*Work to complete*: Which people does the article about Cogeco shutting down CKAC Sports mention by name? List them all.

*Given text*:

--- begin ---

Government pays for Cogeco to shut down CKAC Sports

http://www.youtube.com/watch?v=NIBVts1PTdU

Following two days of rumours (thanks mainly to Pierre Trudel), Cogeco this morning confirmed that it is switching formats for CKAC 730AM, Montreal’s only major commercial French-language AM station. It will go from being an all-sports station to an all-traffic station effective Tuesday morning. After the announcement, Cogeco immediately pulled the plug on sports broadcasting, and is running music until then, interrupted every half hour by a three-minute announcement by Cogeco VP Richard Lachance.

Listen to the announcement running on CKAC during the weekend (MP3)

Live sports broadcasts will be carried on Cogeco’s news-talk 98.5FM, and some (but not all) personalities will move there as well. Lachance tells LCN that seven employees will be affected, four of whom will find new functions at 98.5. Michel Villeneuve and Ron Fournier, notably, will have shows on 98.5, in the evening (when the station currently rebroadcasts shows from earlier in the day).

In a bitter and ridiculous press release, Cogeco mainly blamed its competitors, who opposed a fast-track process for Cogeco’s all-traffic licenses to be approved by the CRTC. It complained that nobody was interested in the vacant 690 and 940 frequencies formerly held by Corus’s all-news stations and purchased by Cogeco when it bought Corus Quebec, without addressing the claims by competitors like Bell Media that Cogeco was unwilling to negotiate selling the former stations’ transmission towers and other facilities.

But mostly it stresses that it had to establish an all-traffic station by the day after Labour Day, when supposedly the fall traffic season will begin. Waiting until October (or later) would be unacceptable. It’s “urgent” that it has to be up by September, Cogeco says. People relying on traffic reports every 10 minutes just isn’t enough.

What’s not said in the press release is that this is all about money. Cogeco’s not in a rush to get this all-traffic station on the air because it cares about Montreal drivers. It’s in a rush because it cares about the $1.5 million subsidy from the Quebec government. The agreement between Cogeco and the Ministry of Transport says the stations must be operating by Oct. 31, but the contract actually begins Sept. 1. (It doesn’t make clear what happens if Cogeco misses its deadline.) Once that happens, the station begins collecting $125,000 a month from the government to pay its staff.

Thankfully Cogeco doesn’t own a popular English-language AM station, so it can’t shut that down to turn it into an all-traffic station. Instead, it will wait for the CRTC to decide on 940AM, and is asking them to hurry in making a decision (they are hurrying, and had already tightened deadlines for applications for that frequency).

--- end ---

*Data shown*:
--- begin ---

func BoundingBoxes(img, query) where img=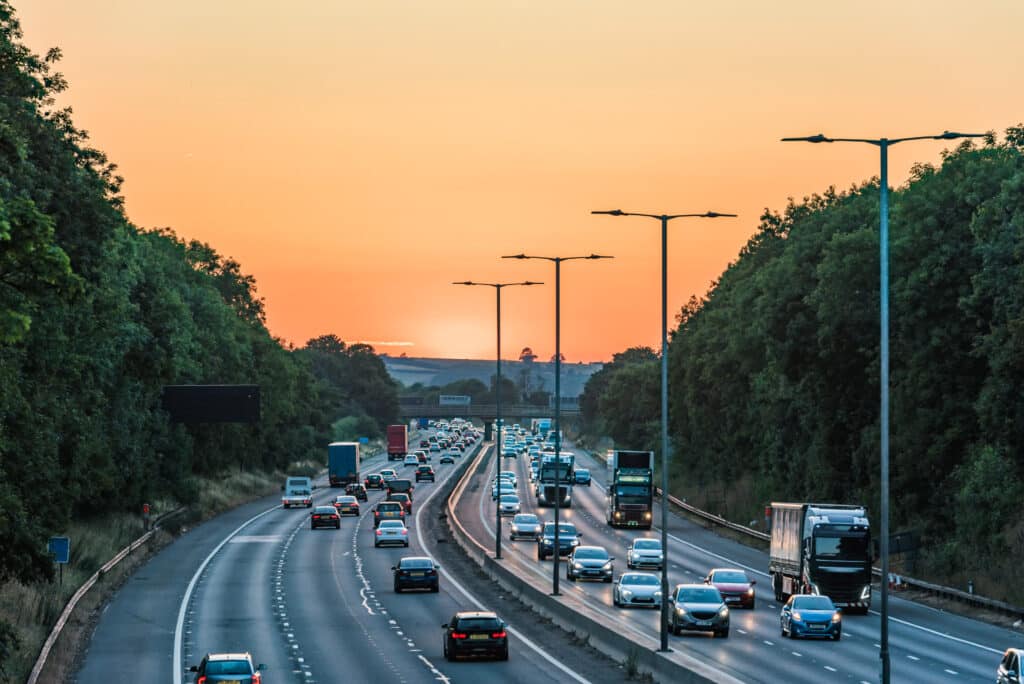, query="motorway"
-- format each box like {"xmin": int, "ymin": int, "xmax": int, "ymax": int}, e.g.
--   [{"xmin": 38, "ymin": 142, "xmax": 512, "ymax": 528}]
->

--- end ---

*Output of the exercise*:
- Pierre Trudel
- Richard Lachance
- Michel Villeneuve
- Ron Fournier